Problem to work on >>
Convert the lines of the records into a Markdown table with two columns, Line No. and Text: put each line's number under Line No. and the line itself under Text, skipping blank lines.

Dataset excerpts

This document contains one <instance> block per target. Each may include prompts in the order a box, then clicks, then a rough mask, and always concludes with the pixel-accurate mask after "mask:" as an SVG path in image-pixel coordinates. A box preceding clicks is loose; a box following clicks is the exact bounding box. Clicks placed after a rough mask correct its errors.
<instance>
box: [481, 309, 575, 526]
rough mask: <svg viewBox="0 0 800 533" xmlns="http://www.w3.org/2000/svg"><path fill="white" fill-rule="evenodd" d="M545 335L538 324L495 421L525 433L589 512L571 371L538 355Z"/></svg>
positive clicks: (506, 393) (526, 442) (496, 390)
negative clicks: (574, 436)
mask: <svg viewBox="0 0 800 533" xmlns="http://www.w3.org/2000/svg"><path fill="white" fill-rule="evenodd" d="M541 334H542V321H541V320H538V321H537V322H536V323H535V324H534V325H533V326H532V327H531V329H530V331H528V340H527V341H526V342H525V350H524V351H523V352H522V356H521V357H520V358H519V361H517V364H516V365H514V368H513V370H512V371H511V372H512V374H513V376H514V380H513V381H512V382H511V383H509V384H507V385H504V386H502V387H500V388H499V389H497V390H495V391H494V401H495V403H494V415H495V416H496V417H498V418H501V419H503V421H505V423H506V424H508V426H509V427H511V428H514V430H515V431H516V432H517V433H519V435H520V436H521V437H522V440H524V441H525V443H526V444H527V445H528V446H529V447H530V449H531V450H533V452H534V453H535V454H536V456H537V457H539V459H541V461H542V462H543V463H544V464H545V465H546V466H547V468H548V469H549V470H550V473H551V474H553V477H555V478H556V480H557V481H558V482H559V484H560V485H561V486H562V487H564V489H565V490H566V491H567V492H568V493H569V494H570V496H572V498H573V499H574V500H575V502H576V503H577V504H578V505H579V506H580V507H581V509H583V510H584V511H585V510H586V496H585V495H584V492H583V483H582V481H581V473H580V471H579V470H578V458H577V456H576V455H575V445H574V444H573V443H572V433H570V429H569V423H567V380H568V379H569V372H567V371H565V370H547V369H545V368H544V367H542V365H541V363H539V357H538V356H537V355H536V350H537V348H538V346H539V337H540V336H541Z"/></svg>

Expected output >>
| Line No. | Text |
|---|---|
| 1 | This document contains one <instance> block per target. Each may include prompts in the order a box, then clicks, then a rough mask, and always concludes with the pixel-accurate mask after "mask:" as an SVG path in image-pixel coordinates. A box preceding clicks is loose; a box following clicks is the exact bounding box. Clicks placed after a rough mask correct its errors. |
| 2 | <instance> |
| 3 | box: [481, 309, 575, 526] |
| 4 | rough mask: <svg viewBox="0 0 800 533" xmlns="http://www.w3.org/2000/svg"><path fill="white" fill-rule="evenodd" d="M545 335L538 324L495 421L525 433L589 512L571 371L538 355Z"/></svg> |
| 5 | positive clicks: (506, 393) (526, 442) (496, 390) |
| 6 | negative clicks: (574, 436) |
| 7 | mask: <svg viewBox="0 0 800 533" xmlns="http://www.w3.org/2000/svg"><path fill="white" fill-rule="evenodd" d="M541 334H542V321H541V320H538V321H537V322H536V323H535V324H534V325H533V326H532V327H531V329H530V331H528V340H527V341H526V342H525V350H524V351H523V352H522V356H521V357H520V358H519V361H517V364H516V365H514V368H513V370H512V371H511V372H512V374H513V376H514V380H513V381H512V382H511V383H509V384H507V385H504V386H502V387H500V388H499V389H497V390H495V391H494V401H495V403H494V415H495V416H496V417H498V418H501V419H503V421H505V423H506V424H508V426H509V427H511V428H514V430H515V431H516V432H517V433H519V435H520V436H521V437H522V440H524V441H525V443H526V444H527V445H528V446H529V447H530V449H531V450H533V452H534V453H535V454H536V456H537V457H539V459H541V461H542V462H543V463H544V464H545V465H546V466H547V468H548V469H549V470H550V473H551V474H553V477H555V478H556V480H557V481H558V482H559V484H560V485H561V486H562V487H564V489H565V490H566V491H567V492H568V493H569V494H570V496H572V498H573V499H574V500H575V502H576V503H577V504H578V505H579V506H580V507H581V509H583V510H584V511H585V510H586V496H585V495H584V492H583V483H582V481H581V473H580V471H579V470H578V458H577V456H576V455H575V445H574V444H573V443H572V433H570V429H569V423H567V380H568V379H569V372H567V371H565V370H547V369H545V368H544V367H542V365H541V363H539V357H538V356H537V355H536V350H537V348H538V346H539V337H540V336H541Z"/></svg> |